[DATA EXTRACT]:
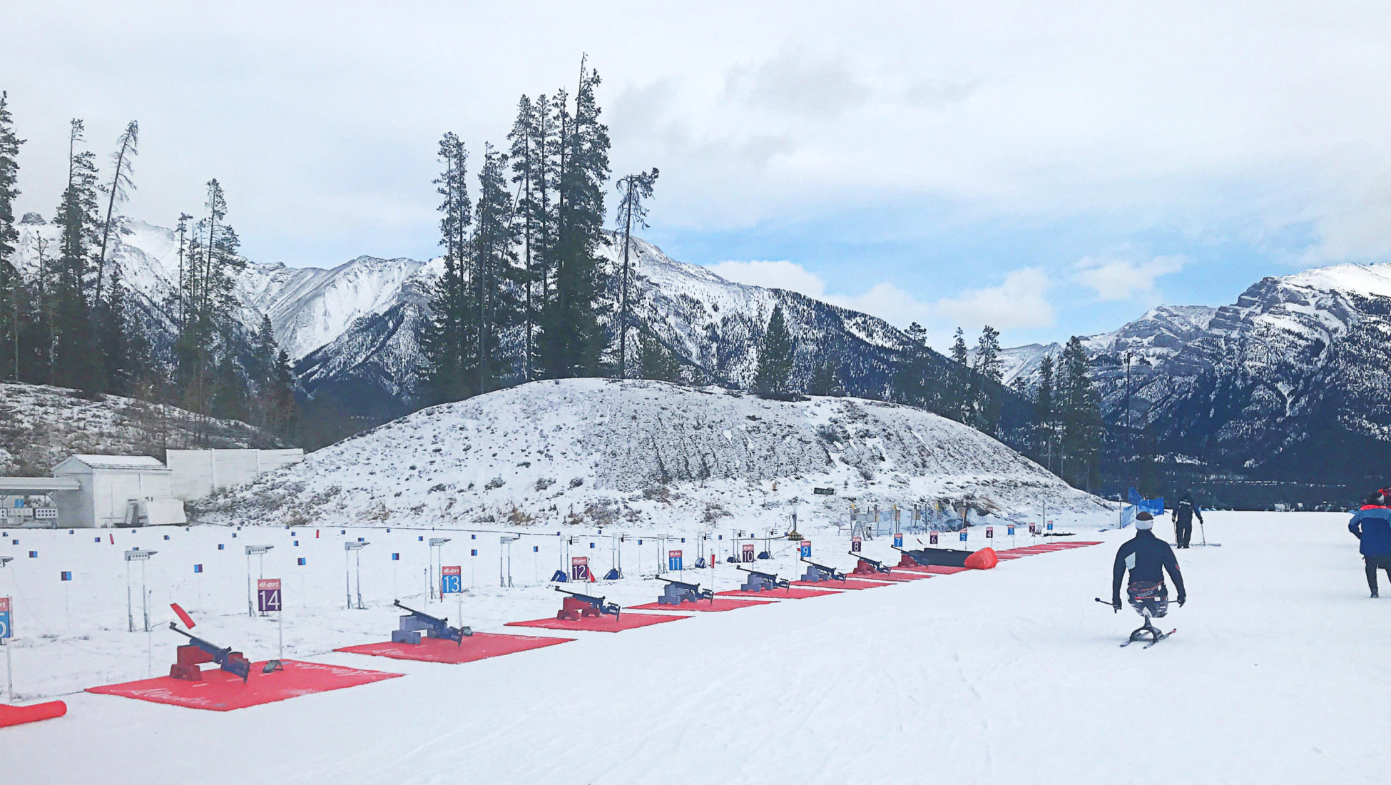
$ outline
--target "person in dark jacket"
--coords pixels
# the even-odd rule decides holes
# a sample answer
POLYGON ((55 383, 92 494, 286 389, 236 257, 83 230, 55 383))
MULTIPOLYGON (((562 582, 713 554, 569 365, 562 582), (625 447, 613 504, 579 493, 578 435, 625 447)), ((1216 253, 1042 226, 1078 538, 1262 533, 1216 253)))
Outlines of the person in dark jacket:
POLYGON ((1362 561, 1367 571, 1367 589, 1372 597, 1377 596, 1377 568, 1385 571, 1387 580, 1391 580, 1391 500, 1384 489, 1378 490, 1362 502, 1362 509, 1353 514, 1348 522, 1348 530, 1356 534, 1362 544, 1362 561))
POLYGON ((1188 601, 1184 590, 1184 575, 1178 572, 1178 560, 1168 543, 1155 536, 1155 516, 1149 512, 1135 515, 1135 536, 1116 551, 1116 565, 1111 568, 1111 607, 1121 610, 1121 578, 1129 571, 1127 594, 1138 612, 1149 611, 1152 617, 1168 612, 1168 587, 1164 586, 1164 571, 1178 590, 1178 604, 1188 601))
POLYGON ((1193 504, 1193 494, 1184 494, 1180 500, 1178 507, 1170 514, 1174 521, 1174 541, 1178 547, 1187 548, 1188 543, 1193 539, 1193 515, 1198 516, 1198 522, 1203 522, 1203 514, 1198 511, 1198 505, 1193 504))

--

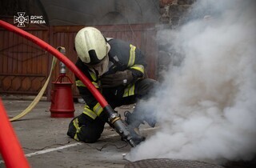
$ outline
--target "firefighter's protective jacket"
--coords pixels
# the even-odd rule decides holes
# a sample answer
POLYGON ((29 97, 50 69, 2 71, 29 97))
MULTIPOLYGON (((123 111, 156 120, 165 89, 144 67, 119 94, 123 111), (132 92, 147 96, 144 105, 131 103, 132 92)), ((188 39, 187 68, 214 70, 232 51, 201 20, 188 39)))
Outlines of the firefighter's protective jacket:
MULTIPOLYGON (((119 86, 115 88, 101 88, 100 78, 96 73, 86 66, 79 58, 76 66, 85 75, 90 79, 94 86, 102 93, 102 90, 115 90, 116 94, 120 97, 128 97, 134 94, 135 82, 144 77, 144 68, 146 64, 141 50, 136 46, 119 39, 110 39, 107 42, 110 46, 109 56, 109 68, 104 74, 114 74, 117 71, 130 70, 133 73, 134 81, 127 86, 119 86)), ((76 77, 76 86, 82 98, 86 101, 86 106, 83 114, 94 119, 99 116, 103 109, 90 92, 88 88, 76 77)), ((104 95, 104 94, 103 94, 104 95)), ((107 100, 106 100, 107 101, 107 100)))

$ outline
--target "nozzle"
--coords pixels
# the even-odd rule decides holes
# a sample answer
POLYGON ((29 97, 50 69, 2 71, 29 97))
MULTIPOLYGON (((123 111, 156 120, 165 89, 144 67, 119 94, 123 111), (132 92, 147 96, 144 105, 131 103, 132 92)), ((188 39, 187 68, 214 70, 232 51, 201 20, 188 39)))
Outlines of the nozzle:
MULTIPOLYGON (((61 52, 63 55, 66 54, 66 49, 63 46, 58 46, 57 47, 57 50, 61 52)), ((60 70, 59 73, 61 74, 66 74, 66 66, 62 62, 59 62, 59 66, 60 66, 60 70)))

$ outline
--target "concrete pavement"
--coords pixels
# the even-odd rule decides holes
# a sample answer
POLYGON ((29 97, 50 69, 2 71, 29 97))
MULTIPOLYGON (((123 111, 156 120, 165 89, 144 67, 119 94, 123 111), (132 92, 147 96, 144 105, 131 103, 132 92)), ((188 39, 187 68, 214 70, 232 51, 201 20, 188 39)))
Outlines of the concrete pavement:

...

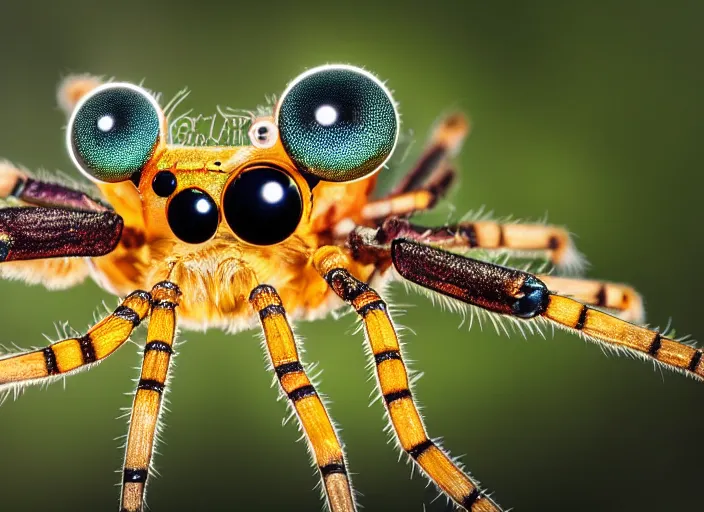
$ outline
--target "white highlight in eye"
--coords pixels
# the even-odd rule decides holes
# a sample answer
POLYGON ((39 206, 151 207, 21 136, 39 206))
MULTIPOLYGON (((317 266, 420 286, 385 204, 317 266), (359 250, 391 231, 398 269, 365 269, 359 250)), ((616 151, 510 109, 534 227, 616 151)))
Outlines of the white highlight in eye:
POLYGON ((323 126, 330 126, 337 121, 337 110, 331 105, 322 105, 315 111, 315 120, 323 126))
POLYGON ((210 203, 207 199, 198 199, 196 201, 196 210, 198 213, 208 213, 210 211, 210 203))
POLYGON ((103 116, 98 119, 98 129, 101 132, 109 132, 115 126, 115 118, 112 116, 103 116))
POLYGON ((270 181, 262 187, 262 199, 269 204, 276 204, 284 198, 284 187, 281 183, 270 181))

[EXERCISE DETAILS]: Count the lines in the material above that contain the string "jacket", treating uppercase and lowercase letters as distinct. Reply with the number only.

[WRITTEN ANSWER]: 4